SOURCE EXTRACT
That's what I like about the guy.
A lot of people...
Talk about him, unfortunately, in a negative respect when he even hints that Xi Jinping is intelligent or powerful or made a correct policy decision.
I think that's intelligent and pragmatic, and I want to see and hear those things, and I want those people to speak together.
Same thing with Russia, right?
I mean, I watched that press conference, that joint press conference between Putin and Trump.
More of that.
What are your thoughts?
You know, Jason, you're actually focusing on an issue that you and I are perfectly aligned on this.
I've been thinking precisely about this issue for a long time.
One thing that is so unusual about Trump is that he's like an ordinary American.
You know, it's like he recognizes that, okay, you have these adversaries.
You have Kim Jong-un in North Korea.
You have Putin in Russia.
You have Xi Jinping in China.
There's a lot of problems with our relationships with them, and these are very destabilizing countries.

DATA SHOWN
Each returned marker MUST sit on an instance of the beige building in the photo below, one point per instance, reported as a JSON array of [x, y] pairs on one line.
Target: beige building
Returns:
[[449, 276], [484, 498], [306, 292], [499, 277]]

SHORT EXERCISE 1
Answer the following from the transcript on Trump and foreign leaders:
(a) What event does the first speaker say they watched?
(b) By what name does the second speaker address the first?
(c) Which three leaders does the second speaker list, and with which countries?
SHORT EXERCISE 2
Carry the transcript on Trump and foreign leaders forward from its final sentence.
The data is not used in this exercise.

RESPONSE 1
(a) The joint press conference between Putin and Trump.
(b) Jason.
(c) Kim Jong-un in North Korea, Putin in Russia, and Xi Jinping in China.

RESPONSE 2
But he's not so obsessed with putting out the peace feelers, extending a hand of not alliances or partnership or working together, but just trying to see if you can resolve your differences.
And he's man enough to extend himself to...
Even if there's like a 10% chance of success, he's still willing to take it.
And I think that that's what he did with Kim Jong-un.
It's like, there was no real basis for a deal, but that's not going to deter him.
He's man enough to be able to take it on the chin.
And you know what?
He's going to try to make peace with Kim Jong-un.
And if it doesn't work out, chances are it's not going to work out.
But it's like, he puts himself out there.
This is so rare, Jason.
I mean, I'm glad you focused on that.
So many American presidents are just obsessed with managing these relationships.
Essentially, when leaders come together, it's just a photo op because everything's been worked out ahead of time.
And that's really taking off the table a lot of tools of statecraft.
When that's what is sort of guiding you.
And so I think that what made, for example, the Abraham Accords just blew people out of the water.
I mean, that was incredible.
That's genuinely one of the biggest obstacles of peace in the Middle East.
Every American president since 1948 has been trying to create peace between Israel and the Sunni Arabs and has failed.
But here Trump comes along and he succeeds, and he succeeds tremendously.
And it's because he...
He's willing to expend the capital of the presidency of the United States, take risks, and that's just what ordinary Americans do.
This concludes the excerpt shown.